#### ASSIGNMENT:
Nothing outside the range below should be printed. Output exactly the lines from the line with "Return the segmentation of every instance of the muddy" to the line with "Return the segmentation of every instance of the white", both included.

#### INFORMATION:
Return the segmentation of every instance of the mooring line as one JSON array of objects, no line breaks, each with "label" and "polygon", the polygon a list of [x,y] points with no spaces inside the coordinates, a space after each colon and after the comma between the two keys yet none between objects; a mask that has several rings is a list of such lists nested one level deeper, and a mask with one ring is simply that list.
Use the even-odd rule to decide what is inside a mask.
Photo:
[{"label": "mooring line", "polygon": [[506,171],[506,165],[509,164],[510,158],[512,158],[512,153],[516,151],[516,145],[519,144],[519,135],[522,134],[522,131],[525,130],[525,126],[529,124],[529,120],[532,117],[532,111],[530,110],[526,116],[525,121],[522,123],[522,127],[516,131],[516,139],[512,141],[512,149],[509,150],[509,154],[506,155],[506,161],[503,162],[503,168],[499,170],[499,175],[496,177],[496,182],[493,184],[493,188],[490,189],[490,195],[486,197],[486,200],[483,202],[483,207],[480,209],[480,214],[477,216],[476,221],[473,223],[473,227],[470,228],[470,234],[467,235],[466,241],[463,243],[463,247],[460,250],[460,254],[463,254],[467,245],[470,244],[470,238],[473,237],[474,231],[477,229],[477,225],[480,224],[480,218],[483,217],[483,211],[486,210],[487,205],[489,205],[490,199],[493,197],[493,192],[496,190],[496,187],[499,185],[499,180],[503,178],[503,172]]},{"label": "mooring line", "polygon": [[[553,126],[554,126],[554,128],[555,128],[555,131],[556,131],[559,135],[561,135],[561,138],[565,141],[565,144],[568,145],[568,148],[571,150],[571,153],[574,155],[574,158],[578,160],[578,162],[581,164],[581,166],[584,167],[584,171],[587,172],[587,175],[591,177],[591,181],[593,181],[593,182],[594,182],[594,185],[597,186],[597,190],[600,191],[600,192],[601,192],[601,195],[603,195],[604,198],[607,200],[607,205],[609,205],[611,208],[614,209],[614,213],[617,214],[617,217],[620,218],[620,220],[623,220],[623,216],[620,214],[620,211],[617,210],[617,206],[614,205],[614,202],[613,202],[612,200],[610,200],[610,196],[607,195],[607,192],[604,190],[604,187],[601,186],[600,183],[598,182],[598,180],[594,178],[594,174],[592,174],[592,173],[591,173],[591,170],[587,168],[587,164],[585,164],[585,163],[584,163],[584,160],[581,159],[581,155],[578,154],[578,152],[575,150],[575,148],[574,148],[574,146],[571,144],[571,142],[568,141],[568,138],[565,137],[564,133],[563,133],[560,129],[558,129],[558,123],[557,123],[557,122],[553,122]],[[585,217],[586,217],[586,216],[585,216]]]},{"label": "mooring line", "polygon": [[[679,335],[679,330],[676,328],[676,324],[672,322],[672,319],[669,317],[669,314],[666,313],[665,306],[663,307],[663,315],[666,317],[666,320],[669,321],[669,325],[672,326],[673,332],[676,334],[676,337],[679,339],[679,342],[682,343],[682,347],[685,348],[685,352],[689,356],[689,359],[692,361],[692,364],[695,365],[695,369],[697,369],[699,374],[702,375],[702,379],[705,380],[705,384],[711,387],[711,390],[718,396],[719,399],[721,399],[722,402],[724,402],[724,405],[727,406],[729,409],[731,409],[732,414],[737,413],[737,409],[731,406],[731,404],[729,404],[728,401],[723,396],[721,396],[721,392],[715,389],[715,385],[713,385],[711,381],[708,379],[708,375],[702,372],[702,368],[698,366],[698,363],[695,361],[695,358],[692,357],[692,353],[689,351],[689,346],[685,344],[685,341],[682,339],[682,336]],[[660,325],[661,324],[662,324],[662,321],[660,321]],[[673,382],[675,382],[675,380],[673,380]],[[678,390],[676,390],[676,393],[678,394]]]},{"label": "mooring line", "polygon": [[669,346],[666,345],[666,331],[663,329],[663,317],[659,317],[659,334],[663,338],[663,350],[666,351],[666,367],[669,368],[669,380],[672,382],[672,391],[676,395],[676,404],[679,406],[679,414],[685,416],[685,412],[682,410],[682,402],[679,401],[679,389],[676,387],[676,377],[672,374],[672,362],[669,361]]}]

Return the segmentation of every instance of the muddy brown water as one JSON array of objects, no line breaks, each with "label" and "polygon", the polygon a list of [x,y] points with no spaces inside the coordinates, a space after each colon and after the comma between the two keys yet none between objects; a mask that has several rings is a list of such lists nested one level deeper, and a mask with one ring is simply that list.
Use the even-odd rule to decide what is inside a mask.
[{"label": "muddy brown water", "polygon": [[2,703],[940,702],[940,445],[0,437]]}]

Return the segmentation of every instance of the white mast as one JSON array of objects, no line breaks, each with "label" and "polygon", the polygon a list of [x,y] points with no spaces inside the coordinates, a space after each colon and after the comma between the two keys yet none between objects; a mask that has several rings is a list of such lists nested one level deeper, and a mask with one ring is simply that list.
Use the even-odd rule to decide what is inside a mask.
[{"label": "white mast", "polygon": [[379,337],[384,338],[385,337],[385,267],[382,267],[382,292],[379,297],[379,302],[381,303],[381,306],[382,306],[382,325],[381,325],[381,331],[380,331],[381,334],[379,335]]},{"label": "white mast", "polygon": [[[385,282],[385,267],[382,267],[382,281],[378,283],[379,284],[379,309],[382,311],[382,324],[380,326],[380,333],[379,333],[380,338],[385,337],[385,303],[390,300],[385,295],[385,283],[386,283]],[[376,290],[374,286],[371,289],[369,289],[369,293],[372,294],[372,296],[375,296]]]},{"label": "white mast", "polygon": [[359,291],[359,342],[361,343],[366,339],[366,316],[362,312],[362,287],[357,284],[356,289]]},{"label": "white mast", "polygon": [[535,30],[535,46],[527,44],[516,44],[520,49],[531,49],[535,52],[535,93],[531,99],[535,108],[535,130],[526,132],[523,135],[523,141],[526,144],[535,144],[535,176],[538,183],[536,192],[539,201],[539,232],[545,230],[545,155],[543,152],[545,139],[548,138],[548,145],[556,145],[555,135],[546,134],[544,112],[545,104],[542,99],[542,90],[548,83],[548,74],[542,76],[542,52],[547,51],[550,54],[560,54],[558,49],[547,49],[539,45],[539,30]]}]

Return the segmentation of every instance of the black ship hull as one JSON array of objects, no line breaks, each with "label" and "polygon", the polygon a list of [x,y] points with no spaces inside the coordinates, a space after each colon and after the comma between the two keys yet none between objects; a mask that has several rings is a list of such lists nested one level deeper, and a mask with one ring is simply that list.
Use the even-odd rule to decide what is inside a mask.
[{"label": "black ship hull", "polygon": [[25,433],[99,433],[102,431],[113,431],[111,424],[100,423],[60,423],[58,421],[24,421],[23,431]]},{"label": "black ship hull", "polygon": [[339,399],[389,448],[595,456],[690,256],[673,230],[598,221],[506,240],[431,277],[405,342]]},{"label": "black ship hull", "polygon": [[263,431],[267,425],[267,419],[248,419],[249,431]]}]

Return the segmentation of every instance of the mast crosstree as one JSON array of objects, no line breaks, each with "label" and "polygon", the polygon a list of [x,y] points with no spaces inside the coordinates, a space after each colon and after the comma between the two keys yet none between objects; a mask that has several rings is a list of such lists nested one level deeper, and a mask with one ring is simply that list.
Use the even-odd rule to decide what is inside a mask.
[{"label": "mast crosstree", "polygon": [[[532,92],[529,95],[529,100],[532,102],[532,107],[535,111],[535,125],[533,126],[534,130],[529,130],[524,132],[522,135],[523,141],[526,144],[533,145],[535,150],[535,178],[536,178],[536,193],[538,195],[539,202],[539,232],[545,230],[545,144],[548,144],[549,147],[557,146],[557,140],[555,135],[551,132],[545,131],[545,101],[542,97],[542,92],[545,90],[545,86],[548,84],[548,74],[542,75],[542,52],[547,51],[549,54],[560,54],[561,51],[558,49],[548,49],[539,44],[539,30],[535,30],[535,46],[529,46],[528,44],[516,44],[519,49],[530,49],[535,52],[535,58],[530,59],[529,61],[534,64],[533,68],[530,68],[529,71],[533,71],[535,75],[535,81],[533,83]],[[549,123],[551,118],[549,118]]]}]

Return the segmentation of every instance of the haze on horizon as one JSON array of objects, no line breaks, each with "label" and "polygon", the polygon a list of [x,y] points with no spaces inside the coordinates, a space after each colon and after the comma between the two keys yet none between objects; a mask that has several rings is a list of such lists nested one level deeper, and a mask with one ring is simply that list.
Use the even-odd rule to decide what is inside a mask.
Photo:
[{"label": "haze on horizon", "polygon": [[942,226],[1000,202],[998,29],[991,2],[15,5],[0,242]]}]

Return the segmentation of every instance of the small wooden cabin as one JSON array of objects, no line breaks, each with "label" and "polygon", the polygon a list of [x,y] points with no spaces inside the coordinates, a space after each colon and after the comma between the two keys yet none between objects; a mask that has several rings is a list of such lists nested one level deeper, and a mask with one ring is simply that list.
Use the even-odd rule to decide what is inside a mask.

#### SOLUTION FOR THIS PROBLEM:
Return the segmentation of every instance of the muddy brown water as one JSON array of objects, no line breaks, each with "label" and "polygon", the polygon a list of [x,y] points with no spaces inside the coordinates, a space after each colon and after the comma between the two keys yet none between objects; a mask that has several rings is a list of such lists nested one level deeper, and a mask with one ring is simply that list.
Use the even-odd rule to decide what is inside a mask.
[{"label": "muddy brown water", "polygon": [[2,703],[940,702],[940,445],[0,437]]}]

Return the segmentation of every instance of the white mast as one JSON array of objects, no line breaks, each with "label" and "polygon", the polygon a list of [x,y] points with no spaces inside the coordinates, a space after each colon and after the comma between the two keys yet none between objects; a mask that has several rings is a list of such lists nested one level deeper, and a mask with one ring is simply that list.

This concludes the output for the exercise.